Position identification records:

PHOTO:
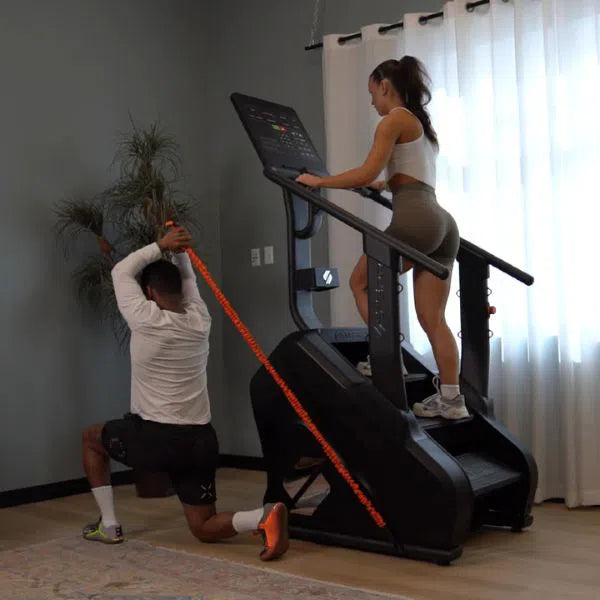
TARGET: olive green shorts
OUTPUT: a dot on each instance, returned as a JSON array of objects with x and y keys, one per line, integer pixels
[{"x": 419, "y": 221}]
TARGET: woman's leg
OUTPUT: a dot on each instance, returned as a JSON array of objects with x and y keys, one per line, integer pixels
[{"x": 431, "y": 297}]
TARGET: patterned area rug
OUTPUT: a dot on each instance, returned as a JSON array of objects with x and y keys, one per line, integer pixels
[{"x": 73, "y": 569}]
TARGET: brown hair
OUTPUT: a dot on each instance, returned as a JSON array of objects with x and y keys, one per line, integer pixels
[{"x": 411, "y": 81}]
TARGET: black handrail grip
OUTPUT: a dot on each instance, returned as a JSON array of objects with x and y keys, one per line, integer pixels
[
  {"x": 494, "y": 261},
  {"x": 349, "y": 219}
]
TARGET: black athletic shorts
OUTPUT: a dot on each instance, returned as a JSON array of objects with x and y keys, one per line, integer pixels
[{"x": 189, "y": 453}]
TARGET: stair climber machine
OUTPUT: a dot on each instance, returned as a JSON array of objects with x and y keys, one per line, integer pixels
[{"x": 431, "y": 480}]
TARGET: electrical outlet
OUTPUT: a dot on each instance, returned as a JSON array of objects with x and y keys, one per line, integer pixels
[
  {"x": 269, "y": 260},
  {"x": 255, "y": 257}
]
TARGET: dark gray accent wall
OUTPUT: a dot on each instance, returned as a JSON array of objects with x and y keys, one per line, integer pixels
[{"x": 71, "y": 72}]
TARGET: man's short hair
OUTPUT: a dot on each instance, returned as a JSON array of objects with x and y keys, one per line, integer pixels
[{"x": 163, "y": 276}]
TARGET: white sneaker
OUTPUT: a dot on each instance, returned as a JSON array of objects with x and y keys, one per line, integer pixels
[
  {"x": 364, "y": 368},
  {"x": 436, "y": 406}
]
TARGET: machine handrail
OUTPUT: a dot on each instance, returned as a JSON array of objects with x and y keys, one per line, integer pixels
[
  {"x": 349, "y": 219},
  {"x": 467, "y": 247}
]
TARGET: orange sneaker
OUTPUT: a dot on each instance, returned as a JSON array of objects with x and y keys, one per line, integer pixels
[{"x": 273, "y": 529}]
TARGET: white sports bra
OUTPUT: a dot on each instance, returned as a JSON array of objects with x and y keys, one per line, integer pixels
[{"x": 415, "y": 159}]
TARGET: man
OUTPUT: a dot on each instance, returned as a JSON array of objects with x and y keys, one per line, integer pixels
[{"x": 169, "y": 428}]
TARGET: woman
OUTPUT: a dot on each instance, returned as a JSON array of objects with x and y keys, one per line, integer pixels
[{"x": 406, "y": 142}]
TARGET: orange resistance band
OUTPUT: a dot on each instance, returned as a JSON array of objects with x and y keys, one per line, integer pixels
[{"x": 293, "y": 400}]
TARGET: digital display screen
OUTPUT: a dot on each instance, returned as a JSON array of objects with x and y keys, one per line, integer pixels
[{"x": 278, "y": 135}]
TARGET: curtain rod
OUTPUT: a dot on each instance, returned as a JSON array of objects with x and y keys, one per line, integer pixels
[{"x": 470, "y": 6}]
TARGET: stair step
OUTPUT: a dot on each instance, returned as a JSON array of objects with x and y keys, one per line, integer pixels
[
  {"x": 485, "y": 473},
  {"x": 439, "y": 422}
]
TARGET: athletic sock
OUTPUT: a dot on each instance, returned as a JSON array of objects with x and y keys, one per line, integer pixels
[
  {"x": 247, "y": 520},
  {"x": 104, "y": 499},
  {"x": 449, "y": 392}
]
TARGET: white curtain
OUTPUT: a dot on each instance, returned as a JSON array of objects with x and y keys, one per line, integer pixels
[{"x": 515, "y": 89}]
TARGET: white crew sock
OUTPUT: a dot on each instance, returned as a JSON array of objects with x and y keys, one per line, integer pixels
[
  {"x": 247, "y": 520},
  {"x": 104, "y": 499},
  {"x": 449, "y": 392}
]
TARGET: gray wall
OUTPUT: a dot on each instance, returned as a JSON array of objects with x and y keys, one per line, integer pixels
[
  {"x": 258, "y": 48},
  {"x": 71, "y": 71}
]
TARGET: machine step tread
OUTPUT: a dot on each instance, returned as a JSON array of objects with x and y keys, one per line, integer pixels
[
  {"x": 439, "y": 422},
  {"x": 486, "y": 473}
]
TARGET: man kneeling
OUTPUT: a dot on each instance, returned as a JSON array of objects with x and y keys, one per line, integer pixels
[{"x": 169, "y": 428}]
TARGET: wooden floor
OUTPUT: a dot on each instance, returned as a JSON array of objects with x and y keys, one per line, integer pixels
[{"x": 558, "y": 558}]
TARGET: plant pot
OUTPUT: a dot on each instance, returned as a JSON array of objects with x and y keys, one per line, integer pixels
[{"x": 150, "y": 484}]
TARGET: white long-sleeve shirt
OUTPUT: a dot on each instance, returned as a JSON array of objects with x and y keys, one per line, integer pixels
[{"x": 169, "y": 350}]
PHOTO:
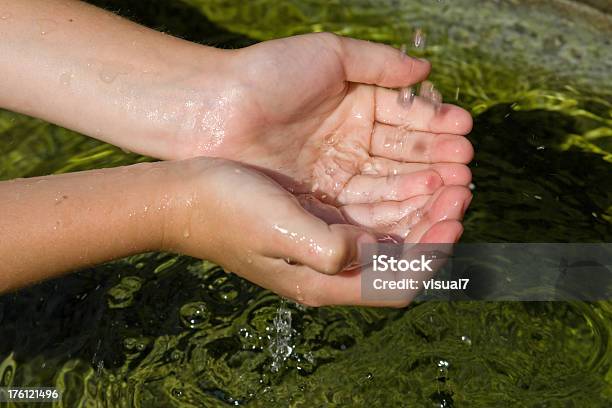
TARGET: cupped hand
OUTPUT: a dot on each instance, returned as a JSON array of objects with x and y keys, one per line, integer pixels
[
  {"x": 315, "y": 112},
  {"x": 297, "y": 247}
]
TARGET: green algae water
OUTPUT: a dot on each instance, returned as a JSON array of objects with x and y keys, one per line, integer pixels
[{"x": 164, "y": 330}]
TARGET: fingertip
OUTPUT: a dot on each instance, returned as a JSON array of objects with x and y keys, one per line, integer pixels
[
  {"x": 454, "y": 173},
  {"x": 443, "y": 232},
  {"x": 455, "y": 120}
]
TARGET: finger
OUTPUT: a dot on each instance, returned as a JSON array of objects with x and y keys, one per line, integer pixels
[
  {"x": 369, "y": 189},
  {"x": 303, "y": 238},
  {"x": 326, "y": 212},
  {"x": 378, "y": 64},
  {"x": 421, "y": 115},
  {"x": 451, "y": 173},
  {"x": 422, "y": 147},
  {"x": 382, "y": 216},
  {"x": 345, "y": 288},
  {"x": 449, "y": 203}
]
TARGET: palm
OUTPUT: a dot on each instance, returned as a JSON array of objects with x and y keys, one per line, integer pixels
[{"x": 308, "y": 125}]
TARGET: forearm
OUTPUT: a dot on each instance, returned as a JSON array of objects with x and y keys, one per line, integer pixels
[
  {"x": 92, "y": 71},
  {"x": 50, "y": 225}
]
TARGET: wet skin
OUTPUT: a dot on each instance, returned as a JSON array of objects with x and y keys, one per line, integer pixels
[{"x": 315, "y": 114}]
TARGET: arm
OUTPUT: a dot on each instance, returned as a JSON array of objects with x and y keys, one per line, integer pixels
[
  {"x": 207, "y": 208},
  {"x": 314, "y": 111},
  {"x": 54, "y": 224},
  {"x": 89, "y": 70}
]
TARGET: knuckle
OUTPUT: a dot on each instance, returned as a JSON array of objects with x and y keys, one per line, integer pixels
[{"x": 332, "y": 260}]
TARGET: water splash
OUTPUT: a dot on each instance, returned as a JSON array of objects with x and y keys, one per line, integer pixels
[{"x": 280, "y": 339}]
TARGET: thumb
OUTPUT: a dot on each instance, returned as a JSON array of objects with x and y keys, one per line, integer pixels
[
  {"x": 308, "y": 240},
  {"x": 378, "y": 64}
]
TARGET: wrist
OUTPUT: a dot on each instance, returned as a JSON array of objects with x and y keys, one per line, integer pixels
[{"x": 186, "y": 198}]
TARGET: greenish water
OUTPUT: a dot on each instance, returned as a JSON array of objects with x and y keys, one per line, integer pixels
[{"x": 164, "y": 330}]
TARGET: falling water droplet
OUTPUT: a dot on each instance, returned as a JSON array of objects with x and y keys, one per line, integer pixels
[
  {"x": 419, "y": 39},
  {"x": 280, "y": 347},
  {"x": 428, "y": 91}
]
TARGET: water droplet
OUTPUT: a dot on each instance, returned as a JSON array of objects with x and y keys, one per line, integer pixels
[
  {"x": 299, "y": 296},
  {"x": 280, "y": 339},
  {"x": 194, "y": 315},
  {"x": 443, "y": 363},
  {"x": 466, "y": 340},
  {"x": 122, "y": 294},
  {"x": 428, "y": 91},
  {"x": 66, "y": 78},
  {"x": 405, "y": 97}
]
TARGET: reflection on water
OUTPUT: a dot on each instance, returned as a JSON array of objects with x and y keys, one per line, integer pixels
[{"x": 164, "y": 330}]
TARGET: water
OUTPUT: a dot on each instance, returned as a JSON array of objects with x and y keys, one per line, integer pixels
[{"x": 175, "y": 330}]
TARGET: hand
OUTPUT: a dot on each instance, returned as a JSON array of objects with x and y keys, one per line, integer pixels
[
  {"x": 304, "y": 111},
  {"x": 249, "y": 224}
]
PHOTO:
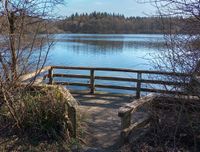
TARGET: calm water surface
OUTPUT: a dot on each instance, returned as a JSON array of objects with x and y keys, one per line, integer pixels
[
  {"x": 105, "y": 50},
  {"x": 102, "y": 50}
]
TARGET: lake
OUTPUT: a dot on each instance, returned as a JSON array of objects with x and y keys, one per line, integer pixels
[
  {"x": 105, "y": 50},
  {"x": 133, "y": 51}
]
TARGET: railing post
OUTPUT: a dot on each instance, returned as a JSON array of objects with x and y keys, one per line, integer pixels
[
  {"x": 72, "y": 117},
  {"x": 92, "y": 78},
  {"x": 125, "y": 123},
  {"x": 50, "y": 75},
  {"x": 138, "y": 91}
]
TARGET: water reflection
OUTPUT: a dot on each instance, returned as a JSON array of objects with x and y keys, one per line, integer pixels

TASK TO CARRY OUT: Omit the pictures and retype exactly the lines from the one with "TARGET: reflection on water" through the final line, both ends included.

TASK RESPONSE:
TARGET: reflection on water
OUTPUT: a dot on each instance, returned as a JSON array of objects with x and y keys, one per line, integer pixels
[{"x": 164, "y": 330}]
TARGET: water
OUTPUT: a dot on each instance, returned as a JSON array of objects with x and y keys, one per line, integer pixels
[{"x": 175, "y": 330}]
TARGET: hand
OUTPUT: a dot on each instance, returned as a JSON array of objects with x and y keys, one per line, integer pixels
[
  {"x": 304, "y": 111},
  {"x": 249, "y": 224}
]
PHOTO:
TARGET: calm water surface
OUTPUT: a dot on each instance, returned as a JSON array of objects with x and y keys, one per line, integer pixels
[
  {"x": 105, "y": 50},
  {"x": 102, "y": 50}
]
TARGET: lake
OUTPUT: a dot on each instance, returned as a JSON array of objects with x and y keys, one per line, integer pixels
[
  {"x": 105, "y": 50},
  {"x": 133, "y": 51}
]
TARGET: railing post
OUTPUT: a dot on each instance, returned as a JSON array of objects with x and y keys, one per line, integer pixels
[
  {"x": 72, "y": 117},
  {"x": 92, "y": 78},
  {"x": 125, "y": 123},
  {"x": 50, "y": 75},
  {"x": 138, "y": 91}
]
TARGET: water reflection
OUTPUT: a dot on each instance, returned as a JSON array of objects with x and y keys, one per line, integer pixels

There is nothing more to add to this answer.